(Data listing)
%%
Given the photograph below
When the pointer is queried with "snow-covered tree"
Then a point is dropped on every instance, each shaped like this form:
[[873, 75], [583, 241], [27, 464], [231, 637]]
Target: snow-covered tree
%%
Recast every item above as a Markdown table with two columns, Row and Line, giving each non-blank line its own numbered row.

### Response for this exercise
| Row | Line |
|---|---|
| 1 | Given the photograph below |
| 2 | When the pointer is queried with "snow-covered tree" |
| 3 | Then a point is dropped on every instance, each shaped like this form: |
| 4 | [[873, 75], [583, 241], [27, 464], [231, 637]] |
| 5 | Target: snow-covered tree |